* _Stated problem_:
Write out the lines from the one containing "target=wooden roof underside" through the one containing "[[[122,144],[133,144],[133,141],[122,141]]]", inclusive, with "statue" swapped for "sculpture" everywhere and nothing else changed. Leave the pictures out.

[Collected data]
◆ ◆ ◆ ◆
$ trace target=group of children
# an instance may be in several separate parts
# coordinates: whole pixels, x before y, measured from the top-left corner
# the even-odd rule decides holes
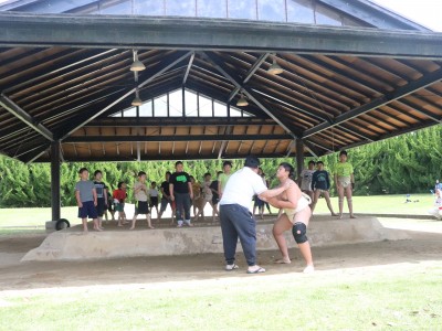
[[[330,175],[324,169],[323,161],[309,161],[308,168],[301,172],[298,184],[301,190],[308,194],[308,196],[312,199],[312,213],[315,210],[319,196],[323,194],[332,215],[343,218],[344,196],[346,196],[350,218],[355,218],[355,214],[352,212],[352,190],[355,188],[355,177],[351,163],[347,162],[347,151],[345,150],[340,151],[339,153],[339,162],[335,169],[334,182],[339,196],[339,214],[336,214],[332,206],[330,195],[328,192],[330,189]]]
[[[75,199],[78,205],[78,217],[82,218],[83,231],[87,232],[87,220],[93,220],[95,231],[103,231],[103,216],[107,220],[107,211],[112,215],[118,212],[117,225],[124,226],[129,222],[126,218],[125,202],[127,197],[127,184],[119,182],[118,188],[110,194],[109,189],[103,182],[103,173],[99,170],[94,172],[94,181],[90,180],[90,172],[86,168],[78,171],[80,181],[75,185]],[[134,185],[134,194],[136,199],[135,213],[131,220],[130,229],[135,228],[137,216],[146,215],[149,228],[154,228],[150,221],[149,206],[157,210],[158,215],[158,190],[156,183],[152,182],[150,189],[147,189],[146,172],[138,173],[138,181]]]

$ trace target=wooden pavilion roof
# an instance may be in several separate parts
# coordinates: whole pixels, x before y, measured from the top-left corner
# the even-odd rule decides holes
[[[322,156],[442,121],[442,33],[378,7],[364,21],[369,1],[319,1],[351,28],[19,11],[31,2],[0,6],[0,152],[23,162],[49,161],[51,143],[65,161],[286,157],[297,139]],[[134,50],[147,67],[135,75]],[[181,116],[124,116],[137,88],[227,115],[188,115],[183,100]]]

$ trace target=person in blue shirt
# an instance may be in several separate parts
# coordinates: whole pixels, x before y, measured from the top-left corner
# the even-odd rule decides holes
[[[328,210],[332,213],[332,216],[339,216],[333,211],[330,194],[328,190],[330,189],[330,177],[326,170],[324,170],[324,162],[316,162],[316,171],[313,173],[312,178],[312,191],[313,191],[313,203],[312,203],[312,213],[315,210],[316,203],[320,196],[324,195],[325,201],[327,202]]]

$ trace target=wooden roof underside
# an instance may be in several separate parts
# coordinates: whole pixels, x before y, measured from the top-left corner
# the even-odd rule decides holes
[[[296,139],[320,156],[442,121],[441,33],[10,12],[0,31],[0,152],[24,162],[51,143],[65,161],[285,157]],[[143,100],[241,92],[252,117],[109,117],[134,98],[133,49]]]

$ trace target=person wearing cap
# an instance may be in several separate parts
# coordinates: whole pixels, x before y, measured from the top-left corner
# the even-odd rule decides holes
[[[339,153],[339,162],[335,169],[335,185],[339,194],[339,220],[343,218],[344,195],[347,197],[348,211],[350,218],[356,218],[352,213],[352,189],[355,188],[355,177],[352,174],[352,166],[347,162],[347,151],[341,150]]]
[[[277,189],[267,190],[257,174],[260,160],[249,156],[244,167],[233,173],[222,191],[220,201],[220,221],[223,239],[225,270],[238,269],[235,264],[236,243],[241,246],[249,265],[248,274],[265,273],[256,265],[256,221],[250,212],[253,195],[270,199],[280,195],[291,186],[287,182]]]

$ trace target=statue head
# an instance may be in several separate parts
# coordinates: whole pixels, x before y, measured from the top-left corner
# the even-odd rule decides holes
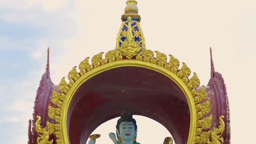
[[[166,137],[164,141],[164,144],[172,144],[173,143],[173,140],[171,137]]]
[[[122,111],[121,118],[117,121],[116,128],[116,134],[121,141],[136,141],[137,126],[130,111],[126,110]]]

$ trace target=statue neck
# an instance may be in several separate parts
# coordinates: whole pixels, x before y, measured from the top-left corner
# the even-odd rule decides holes
[[[122,144],[133,144],[133,141],[122,141]]]

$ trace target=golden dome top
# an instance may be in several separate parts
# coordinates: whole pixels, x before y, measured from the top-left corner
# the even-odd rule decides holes
[[[139,10],[137,7],[136,0],[128,0],[126,1],[126,7],[125,9],[125,13],[138,13]]]
[[[136,0],[128,0],[126,1],[126,7],[125,9],[125,13],[122,15],[122,21],[126,21],[129,16],[131,18],[132,21],[140,22],[141,16],[138,14],[139,10],[137,7]]]

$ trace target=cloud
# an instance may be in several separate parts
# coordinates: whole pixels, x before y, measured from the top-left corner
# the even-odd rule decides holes
[[[163,0],[159,1],[157,7],[153,1],[138,1],[147,49],[171,54],[181,62],[185,62],[192,72],[197,74],[201,84],[205,85],[210,78],[209,49],[212,46],[215,69],[223,74],[230,95],[231,110],[242,111],[240,107],[234,106],[236,101],[247,104],[243,106],[247,109],[253,109],[250,107],[253,105],[253,101],[245,101],[248,99],[240,97],[251,95],[249,91],[236,91],[253,88],[255,71],[252,62],[256,61],[255,49],[252,48],[255,47],[256,5],[249,0],[187,3]],[[1,135],[8,137],[7,144],[24,144],[27,141],[27,120],[32,117],[37,88],[45,72],[47,47],[50,47],[51,77],[58,85],[62,77],[67,78],[72,68],[78,66],[85,58],[115,48],[121,22],[120,18],[125,6],[121,0],[111,3],[106,0],[0,0],[0,22],[20,29],[26,26],[34,28],[33,30],[40,30],[30,38],[26,38],[26,30],[18,31],[17,33],[21,33],[23,36],[16,39],[15,35],[8,37],[0,34],[1,52],[12,48],[24,49],[28,52],[25,57],[28,65],[33,64],[24,65],[17,60],[12,67],[29,67],[24,75],[12,81],[5,80],[3,75],[0,79],[4,84],[0,85],[0,121],[9,125],[10,128],[6,130],[12,132]],[[7,54],[10,57],[15,52],[12,52]],[[20,67],[15,66],[19,64]],[[250,78],[240,80],[237,75],[243,75],[240,73],[245,67],[247,72],[244,75],[249,73]],[[3,70],[10,70],[5,69]],[[20,74],[20,69],[15,72],[16,75]],[[243,120],[236,115],[231,112],[231,118],[231,118],[234,124]],[[253,121],[246,124],[251,123]],[[233,124],[234,128],[235,125],[238,125]],[[234,137],[240,137],[238,132],[232,132]],[[10,138],[13,136],[18,137]],[[242,140],[238,140],[237,143],[239,141]]]

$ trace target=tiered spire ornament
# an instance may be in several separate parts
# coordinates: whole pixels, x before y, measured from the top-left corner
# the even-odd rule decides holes
[[[137,6],[137,2],[135,0],[128,0],[126,1],[126,7],[125,9],[125,13],[122,15],[122,21],[126,21],[129,16],[132,20],[140,22],[141,16],[138,14],[139,10]]]
[[[128,59],[131,59],[137,55],[140,51],[139,47],[140,44],[139,43],[138,41],[135,42],[132,37],[132,32],[131,26],[131,18],[129,16],[128,18],[127,38],[121,44],[120,50],[121,54]]]

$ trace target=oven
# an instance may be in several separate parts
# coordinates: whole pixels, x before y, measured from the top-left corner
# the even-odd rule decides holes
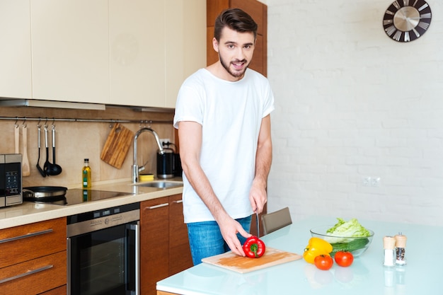
[[[67,219],[67,294],[139,294],[139,203]]]

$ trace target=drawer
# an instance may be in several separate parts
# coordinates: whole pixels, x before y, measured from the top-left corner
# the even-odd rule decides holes
[[[39,294],[66,284],[66,251],[0,269],[0,295]]]
[[[0,268],[66,250],[66,217],[0,230]]]

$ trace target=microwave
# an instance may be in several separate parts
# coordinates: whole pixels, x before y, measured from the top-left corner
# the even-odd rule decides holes
[[[0,207],[21,203],[21,154],[0,154]]]

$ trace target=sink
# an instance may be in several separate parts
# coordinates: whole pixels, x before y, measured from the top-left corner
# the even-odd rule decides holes
[[[137,185],[139,187],[146,187],[163,188],[163,190],[166,190],[167,188],[183,187],[183,184],[180,182],[160,180],[160,181],[151,181],[149,183],[136,183],[136,184],[134,184],[133,185]]]

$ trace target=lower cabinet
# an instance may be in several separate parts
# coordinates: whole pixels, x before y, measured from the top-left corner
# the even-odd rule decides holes
[[[181,194],[140,204],[140,289],[156,294],[156,282],[192,266]]]
[[[66,294],[66,218],[0,231],[0,295]]]

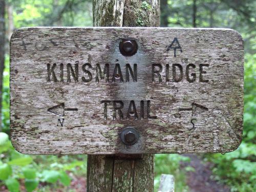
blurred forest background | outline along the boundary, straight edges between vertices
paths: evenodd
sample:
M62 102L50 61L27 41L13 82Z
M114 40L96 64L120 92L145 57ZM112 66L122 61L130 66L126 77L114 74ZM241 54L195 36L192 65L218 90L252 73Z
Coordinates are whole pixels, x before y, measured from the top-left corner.
M242 144L231 153L156 155L156 190L160 175L169 174L179 192L256 191L256 1L161 0L161 9L162 27L228 28L242 34L244 129ZM0 191L86 191L86 155L29 156L13 148L9 45L22 27L92 26L92 20L91 0L0 0Z

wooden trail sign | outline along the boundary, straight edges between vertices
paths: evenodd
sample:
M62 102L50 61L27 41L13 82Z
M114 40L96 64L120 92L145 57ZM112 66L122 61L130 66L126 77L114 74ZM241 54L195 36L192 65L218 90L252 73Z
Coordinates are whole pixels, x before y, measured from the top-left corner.
M38 154L233 151L243 63L229 29L20 29L11 40L13 144Z

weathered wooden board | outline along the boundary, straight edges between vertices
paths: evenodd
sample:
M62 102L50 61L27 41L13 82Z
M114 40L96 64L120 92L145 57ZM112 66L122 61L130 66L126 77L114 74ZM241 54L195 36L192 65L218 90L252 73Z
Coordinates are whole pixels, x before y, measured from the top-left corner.
M122 38L136 40L135 55L120 53ZM38 154L231 151L243 63L229 29L20 29L11 40L12 143ZM128 126L139 133L132 145L119 137Z

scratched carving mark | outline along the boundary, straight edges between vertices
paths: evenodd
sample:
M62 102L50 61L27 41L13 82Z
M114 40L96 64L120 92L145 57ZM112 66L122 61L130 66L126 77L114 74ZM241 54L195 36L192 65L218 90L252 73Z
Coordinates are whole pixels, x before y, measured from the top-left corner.
M195 116L199 114L201 114L203 113L208 111L208 109L205 106L202 105L201 104L193 102L191 104L191 108L179 108L179 111L191 111L192 118L190 121L191 124L192 124L192 127L189 129L190 130L194 130L195 129L195 123L197 122L197 119L194 117ZM175 114L175 117L177 118L177 117L180 117L180 114L179 113L177 113Z
M176 50L179 49L181 53L182 53L182 49L180 45L180 42L178 40L178 38L175 37L172 44L167 48L168 52L170 49L173 49L174 51L174 57L176 57Z
M56 105L53 106L51 108L49 108L47 110L47 112L51 113L52 114L58 116L60 118L58 119L58 123L57 126L63 126L63 123L64 122L65 116L65 111L78 111L77 108L65 108L65 103L61 103L58 104ZM62 120L61 120L62 119Z

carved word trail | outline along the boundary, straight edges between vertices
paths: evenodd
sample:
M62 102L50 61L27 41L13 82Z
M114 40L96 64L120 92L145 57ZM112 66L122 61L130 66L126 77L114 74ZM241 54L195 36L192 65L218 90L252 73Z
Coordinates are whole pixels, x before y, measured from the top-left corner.
M157 119L155 116L151 115L151 101L121 101L103 100L104 119L108 118L110 110L112 111L113 119Z

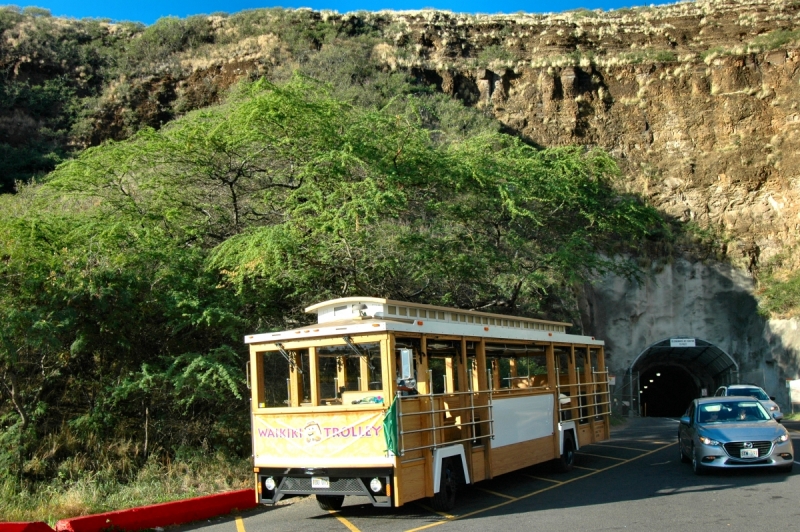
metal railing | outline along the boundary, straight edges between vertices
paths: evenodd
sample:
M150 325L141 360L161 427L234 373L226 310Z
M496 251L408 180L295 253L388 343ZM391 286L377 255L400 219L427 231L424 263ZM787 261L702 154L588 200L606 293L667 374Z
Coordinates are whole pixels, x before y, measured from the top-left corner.
M486 397L486 404L475 404L475 399L477 397ZM457 407L441 407L437 408L437 403L444 404L445 400L448 398L459 398L459 405L462 404L460 398L469 398L469 404L466 406L457 406ZM420 409L416 412L404 412L403 411L403 402L410 403L410 402L419 402ZM480 399L478 401L481 402ZM423 409L423 403L427 403L427 408ZM403 456L407 452L412 451L420 451L424 449L437 449L444 445L452 445L455 443L463 443L463 442L476 442L483 438L493 438L494 437L494 424L492 421L492 392L491 390L483 391L483 392L445 392L440 394L418 394L418 395L409 395L404 396L398 393L397 395L397 419L398 419L398 429L400 433L400 456ZM444 420L448 419L446 416L447 414L451 415L451 419L455 418L459 415L459 413L466 414L462 417L466 418L465 421L460 421L458 423L446 423ZM485 414L485 419L484 415ZM418 417L420 420L420 425L422 425L422 420L427 419L428 425L419 429L405 429L403 427L403 419L404 418L411 418L411 417ZM481 431L482 425L488 425L489 431L486 434L483 434ZM467 432L469 433L466 437L460 438L448 438L445 435L445 431L452 427L458 427L460 429L466 428ZM406 447L405 446L405 437L413 434L430 434L429 442L423 445L417 445L415 447ZM438 436L437 436L438 434Z

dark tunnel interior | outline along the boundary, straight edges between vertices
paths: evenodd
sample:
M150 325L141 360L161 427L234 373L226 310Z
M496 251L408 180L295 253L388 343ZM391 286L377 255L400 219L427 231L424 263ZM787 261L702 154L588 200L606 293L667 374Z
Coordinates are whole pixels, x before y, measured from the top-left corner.
M678 366L650 367L640 375L639 389L641 413L651 417L680 417L692 399L700 396L695 380Z

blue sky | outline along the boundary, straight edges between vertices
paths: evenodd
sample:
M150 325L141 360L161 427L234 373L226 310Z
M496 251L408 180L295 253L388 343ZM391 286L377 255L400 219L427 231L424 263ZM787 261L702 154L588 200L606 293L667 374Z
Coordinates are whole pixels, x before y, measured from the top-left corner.
M2 0L0 0L2 2ZM7 2L11 3L11 2ZM674 2L635 0L496 0L477 2L474 0L34 0L19 2L19 6L36 6L49 9L53 15L73 18L110 18L115 21L131 20L152 24L161 17L175 16L185 18L189 15L211 14L216 12L236 13L245 9L260 7L310 7L314 10L332 9L340 13L350 11L378 11L380 9L422 9L436 8L458 13L552 13L578 8L618 9L637 5L667 4ZM6 2L3 3L5 5Z

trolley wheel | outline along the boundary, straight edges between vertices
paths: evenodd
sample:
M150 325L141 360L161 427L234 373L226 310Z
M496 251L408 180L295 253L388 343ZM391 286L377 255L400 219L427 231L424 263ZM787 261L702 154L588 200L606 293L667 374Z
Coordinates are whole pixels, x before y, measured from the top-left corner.
M342 509L344 495L317 495L317 504L327 512L335 512Z
M442 463L442 474L439 479L439 493L434 493L431 499L433 509L438 512L447 512L456 505L456 480L455 471L450 460Z
M564 438L564 452L561 458L558 459L558 470L562 473L572 471L575 465L575 444L572 442L572 436Z

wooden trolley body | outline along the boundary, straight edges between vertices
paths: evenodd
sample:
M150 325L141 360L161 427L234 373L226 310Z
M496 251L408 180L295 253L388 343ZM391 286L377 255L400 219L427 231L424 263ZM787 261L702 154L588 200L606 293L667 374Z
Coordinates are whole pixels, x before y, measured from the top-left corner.
M603 342L569 324L367 297L306 310L316 325L245 339L260 502L449 509L458 484L569 469L609 437Z

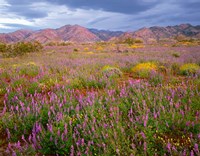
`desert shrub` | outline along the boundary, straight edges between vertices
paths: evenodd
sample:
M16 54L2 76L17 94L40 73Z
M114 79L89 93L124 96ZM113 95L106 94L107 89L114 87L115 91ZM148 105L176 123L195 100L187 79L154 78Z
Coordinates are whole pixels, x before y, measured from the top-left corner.
M121 77L123 73L119 68L111 67L111 66L104 66L102 68L102 73L107 78L113 78L113 77Z
M43 47L39 42L33 42L33 43L18 42L13 45L6 45L6 50L3 51L3 56L4 57L22 56L27 53L38 52L42 48Z
M135 43L143 43L143 41L140 39L135 39Z
M29 84L28 80L26 78L19 78L19 79L16 79L12 82L11 84L11 87L12 88L18 88L18 87L25 87Z
M4 81L11 81L11 74L7 71L2 71L0 73L0 80L4 80Z
M6 113L1 119L2 128L7 133L8 139L11 141L18 141L22 134L27 136L36 121L36 117L33 114L19 117L17 113L17 110L15 115Z
M4 43L0 43L0 53L5 53L7 49L7 45Z
M139 63L132 68L133 75L140 78L148 78L152 72L157 72L158 66L154 62Z
M181 55L180 55L180 53L178 53L178 52L174 52L174 53L172 53L172 56L178 58L178 57L180 57Z
M39 74L40 68L34 64L27 64L19 67L19 75L27 77L36 77Z
M78 52L78 49L74 48L74 52Z
M57 84L57 79L45 75L42 78L40 78L38 82L40 83L39 85L43 90L49 91L52 87L54 87Z
M196 75L200 67L195 63L187 63L180 67L181 75Z
M40 93L42 91L40 85L37 82L33 82L29 84L29 87L27 89L29 94L35 94L35 93Z
M5 82L0 82L0 96L6 93L6 86Z
M180 73L180 65L177 63L172 63L171 65L171 73L173 75L178 75Z
M150 78L149 78L149 83L152 86L158 86L163 83L163 75L156 73L156 72L151 72Z

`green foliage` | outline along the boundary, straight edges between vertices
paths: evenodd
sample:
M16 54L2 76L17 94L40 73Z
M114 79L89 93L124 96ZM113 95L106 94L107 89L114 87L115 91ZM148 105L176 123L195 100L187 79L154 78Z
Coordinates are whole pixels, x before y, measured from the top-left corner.
M0 81L0 96L6 93L7 84Z
M198 70L200 70L200 67L194 63L184 64L180 67L181 75L193 76L197 74Z
M175 57L175 58L178 58L178 57L180 57L181 55L180 55L180 53L178 53L178 52L174 52L174 53L172 53L172 56Z
M19 117L19 115L10 115L6 113L1 119L1 126L6 132L9 130L11 141L18 141L22 134L28 136L29 132L32 130L34 123L36 122L36 117L33 114L26 115L24 117Z
M74 48L74 52L78 52L78 49Z
M152 72L157 72L158 67L154 62L139 63L132 68L133 76L148 78Z
M123 73L121 72L119 68L111 67L111 66L104 66L102 68L102 73L107 78L117 78L123 75Z
M5 53L7 50L7 46L4 43L0 43L0 53Z
M173 75L178 75L180 73L180 65L177 63L172 63L171 65L171 73Z
M16 57L22 56L27 53L38 52L42 50L42 45L39 42L18 42L12 45L1 45L0 52L3 53L4 57Z
M158 86L161 85L163 83L163 75L159 74L159 73L151 73L150 74L150 78L149 78L149 83L152 86Z
M19 75L29 78L36 77L39 74L40 68L34 64L27 64L19 67Z
M29 84L27 91L29 94L34 95L35 93L40 93L42 91L42 89L39 86L38 82L33 82L33 83Z

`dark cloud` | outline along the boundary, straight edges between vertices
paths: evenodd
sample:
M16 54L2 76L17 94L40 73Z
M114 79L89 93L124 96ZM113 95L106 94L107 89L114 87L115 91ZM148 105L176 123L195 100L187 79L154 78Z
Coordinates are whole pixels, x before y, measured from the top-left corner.
M96 9L125 14L145 11L156 3L142 0L48 0L48 2L66 5L71 8Z
M33 25L41 26L41 28L47 26L45 22L49 22L48 24L51 27L76 23L86 27L115 30L135 30L144 26L166 26L181 23L200 24L199 0L5 1L9 5L2 12L0 8L0 15L6 16L6 13L13 13L20 18L22 17L31 21ZM48 8L48 6L51 7ZM59 7L64 9L59 10ZM51 13L53 13L53 16ZM34 23L37 19L41 23ZM26 28L26 26L20 24L22 23L12 26L4 25L8 27Z
M7 0L9 4L31 4L33 2L47 2L58 5L66 5L74 9L95 9L125 14L145 11L154 5L158 0ZM162 0L161 0L162 1Z
M37 27L33 27L33 26L28 26L28 25L24 25L24 24L11 24L11 23L4 23L3 24L5 27L10 27L13 28L13 30L17 30L17 29L31 29L31 30L36 30L39 29Z
M26 5L11 6L8 8L8 11L27 19L43 18L48 15L47 12L39 11Z
M31 4L35 2L40 2L39 0L7 0L10 6L7 6L7 12L14 13L19 16L26 17L27 19L43 18L48 15L47 12L38 10L36 6Z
◆ ◆ ◆ ◆
* _Answer_:
$ trace target=wooden roof underside
# an instance may be in several separate parts
# coordinates: whole pixels, x before y, measured from the top-left corner
# the even-odd rule decides holes
[[[296,139],[320,156],[442,121],[441,33],[10,12],[0,31],[0,152],[24,162],[51,143],[65,161],[285,157]],[[143,100],[241,92],[252,117],[109,117],[134,98],[133,49]]]

$ trace target=person wearing cap
# an instance may be in several separate parts
# coordinates: whole pixels, x before y, measured from the top-left corner
# the even-odd rule decides holes
[[[339,153],[339,162],[335,169],[335,185],[339,194],[339,220],[343,218],[344,195],[347,197],[348,211],[350,218],[356,218],[352,213],[352,189],[355,188],[355,177],[352,174],[352,166],[347,162],[347,151],[341,150]]]
[[[277,189],[267,190],[257,174],[260,160],[249,156],[244,167],[233,173],[222,191],[220,201],[220,221],[223,239],[225,270],[238,269],[235,264],[236,243],[241,246],[249,265],[248,274],[265,273],[256,265],[256,221],[250,212],[253,195],[270,199],[280,195],[291,186],[287,182]]]

$ trace target=sculpture head
# an instance may be in several separate parts
# coordinates: whole pixels, x before y, measured from the top-left corner
# the even-odd rule decides holes
[[[166,137],[164,141],[164,144],[172,144],[173,143],[173,140],[171,137]]]
[[[122,111],[121,118],[117,121],[116,128],[116,134],[121,141],[136,141],[137,126],[130,111],[126,110]]]

$ trace target=sculpture neck
# an instance may be in several separate parts
# coordinates: whole pixels, x before y, measured from the top-left corner
# the even-odd rule decides holes
[[[122,144],[133,144],[133,141],[122,141]]]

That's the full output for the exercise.